The task: Copy every line of the listing below word for word.
** begin Rows **
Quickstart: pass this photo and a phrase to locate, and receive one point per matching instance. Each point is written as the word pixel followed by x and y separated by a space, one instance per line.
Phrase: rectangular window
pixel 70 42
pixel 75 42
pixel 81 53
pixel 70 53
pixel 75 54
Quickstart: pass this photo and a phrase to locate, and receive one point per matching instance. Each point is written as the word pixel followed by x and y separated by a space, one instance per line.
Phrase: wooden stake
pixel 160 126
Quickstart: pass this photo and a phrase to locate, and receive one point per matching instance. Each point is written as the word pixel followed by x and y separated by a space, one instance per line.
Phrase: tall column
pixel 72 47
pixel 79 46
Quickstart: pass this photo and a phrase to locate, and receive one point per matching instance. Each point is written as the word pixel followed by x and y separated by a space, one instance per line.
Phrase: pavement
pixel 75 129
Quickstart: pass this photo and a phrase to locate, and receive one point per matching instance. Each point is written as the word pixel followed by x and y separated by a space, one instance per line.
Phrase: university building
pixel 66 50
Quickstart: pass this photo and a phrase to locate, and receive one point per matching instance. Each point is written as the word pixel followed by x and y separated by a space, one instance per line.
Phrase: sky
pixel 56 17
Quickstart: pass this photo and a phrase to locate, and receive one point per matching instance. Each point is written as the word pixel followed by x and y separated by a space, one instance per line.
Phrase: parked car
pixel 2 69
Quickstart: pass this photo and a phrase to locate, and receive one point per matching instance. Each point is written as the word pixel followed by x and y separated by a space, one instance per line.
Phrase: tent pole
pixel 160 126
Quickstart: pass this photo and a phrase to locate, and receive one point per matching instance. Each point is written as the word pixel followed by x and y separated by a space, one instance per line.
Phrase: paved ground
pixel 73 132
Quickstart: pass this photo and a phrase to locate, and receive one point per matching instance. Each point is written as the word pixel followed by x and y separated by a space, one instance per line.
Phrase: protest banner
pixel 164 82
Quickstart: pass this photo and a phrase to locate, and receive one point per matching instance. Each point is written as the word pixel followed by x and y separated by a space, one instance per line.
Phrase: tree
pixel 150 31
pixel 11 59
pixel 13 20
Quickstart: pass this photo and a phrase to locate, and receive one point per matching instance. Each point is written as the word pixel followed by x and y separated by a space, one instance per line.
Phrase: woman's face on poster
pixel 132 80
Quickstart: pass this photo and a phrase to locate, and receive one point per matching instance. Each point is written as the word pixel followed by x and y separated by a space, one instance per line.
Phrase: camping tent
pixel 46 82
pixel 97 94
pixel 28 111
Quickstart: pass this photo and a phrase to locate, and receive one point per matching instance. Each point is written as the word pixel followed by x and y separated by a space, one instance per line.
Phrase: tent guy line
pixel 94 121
** end Rows **
Exercise output:
Quickstart: pass this photo and a phrase to locate, and receive one point per matching instance. Each point is written as the word pixel followed by x and y separated by a space, one instance per line.
Phrase: rectangular window
pixel 70 42
pixel 75 42
pixel 81 53
pixel 70 53
pixel 75 54
Quickstart: pass this photo and a phrase to locate, and receive one point per matching instance. Each point is written as the word pixel followed by x and y separated by a space, one instance per line.
Phrase: wooden stake
pixel 160 126
Quickstart: pass this photo and a phrase to locate, and receive one point per matching instance. Each point is written as the word pixel followed by x and y separated by a space, one instance per line.
Phrase: tall column
pixel 72 47
pixel 79 46
Quickstart: pass this photo and a phrase to locate, and receive one point per matching instance. Each point is written as the word pixel followed by x and y separated by a space, one instance per line.
Phrase: pavement
pixel 75 129
Quickstart: pass this photo and a phrase to locate, and receive one point per matching instance. Each point is written as the word pixel followed by x and y separated by a space, one instance per line.
Phrase: university building
pixel 66 50
Quickstart: pass this photo and a phrase to locate, and receive one point per matching instance. Each point is written as the word pixel followed by x and y separated by a space, one instance per line.
Phrase: sky
pixel 56 17
Quickstart: pass this photo and a phrase to locate, and receive one point per matching instance. Each point is written as the word pixel followed by x and y separated by a space, one instance per line.
Phrase: parked car
pixel 2 69
Quickstart: pass this photo and a phrase to locate, and receive one point per matching instance. Each point is written as the word pixel followed by x and y separated by a space, one instance per line.
Phrase: tent pole
pixel 160 126
Quickstart: pass this photo and a phrase to locate, and receive one point per matching instance. Each point is written as the word pixel followed by x and y separated by a space, one instance per line.
Phrase: paved ground
pixel 73 132
Quickstart: pass this photo and a phrase to locate, and receive one point per matching instance. Each point is written as the word pixel followed by x and y separated by a space, one instance per line.
Phrase: protest banner
pixel 164 82
Quickstart: pass this photo and a phrase to locate, and receive one point per matching instance. Each point is written as the word pixel followed by x and y separated by a space, one instance per line.
Phrase: tree
pixel 150 31
pixel 11 59
pixel 13 20
Quickstart: pass this photo and a phrase to locate, and receive one point per matching instance. Each point is written as the word pixel followed by x and y separated by a space, one instance per line.
Phrase: woman's face on poster
pixel 132 80
Quickstart: pass this photo and a phrase to locate, and receive one point per matching instance. Each point is written as the word pixel followed by x and y separated by a space, one instance per line.
Phrase: camping tent
pixel 46 82
pixel 97 94
pixel 28 111
Quickstart: pass this photo and a phrase to locate, and receive one point per matching instance. Each point is written as the word pixel followed by x and y separated by a space, one instance per line.
Phrase: tent guy line
pixel 94 121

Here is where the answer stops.